**Exercise details**
Rescale the records below by repeating every line, requests included, with each x and y coordinate in the answers multiplied by 2.4 and rounded to the nearest whole number, halves rounding up. Leave out the pictures.

[Excerpts from point annotation records]
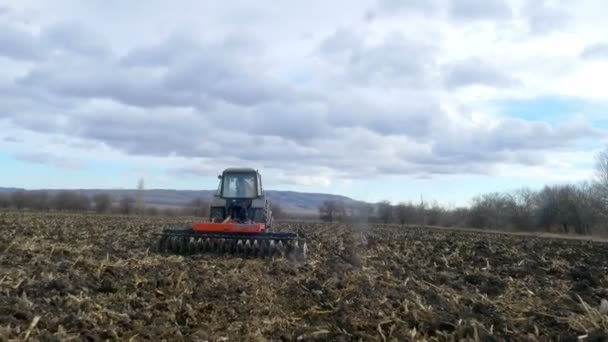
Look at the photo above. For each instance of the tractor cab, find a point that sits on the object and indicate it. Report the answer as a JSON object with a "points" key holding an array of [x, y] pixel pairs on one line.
{"points": [[240, 184]]}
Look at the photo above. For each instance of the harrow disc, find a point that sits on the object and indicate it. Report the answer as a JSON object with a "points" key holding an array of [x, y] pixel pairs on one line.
{"points": [[186, 242]]}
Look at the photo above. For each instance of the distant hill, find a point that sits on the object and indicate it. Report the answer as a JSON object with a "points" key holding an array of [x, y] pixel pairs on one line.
{"points": [[290, 201]]}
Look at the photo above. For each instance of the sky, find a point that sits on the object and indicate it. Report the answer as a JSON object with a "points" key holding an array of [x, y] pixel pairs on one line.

**Answer**
Look at the photo above. For each instance of the tractor cab, find a point that sits on the object and indicate it. Report the answer as a JSON object with a "points" key holding an array of [x, y] pixel pairs on one line.
{"points": [[576, 442]]}
Look at the photo above. For each instance of the harrow disc, find a point that sits on the object and indicate it. Report the answer as a JSON object with a "points" key holding an array of [x, y] pixel pairs on one line.
{"points": [[446, 581]]}
Look at the photo above. For each instance of the distant hill, find a point that sits on the object and indicate it. Report the answer as a JSON object with a "points" key holding an array of [x, y] pixel pairs on one line.
{"points": [[696, 482]]}
Look at the photo above. For each instance of the sky, find a point that sits on the object and indicate it. Report the answer as a JSON object with a "points" key holding an array of [x, y] pixel pairs on one line.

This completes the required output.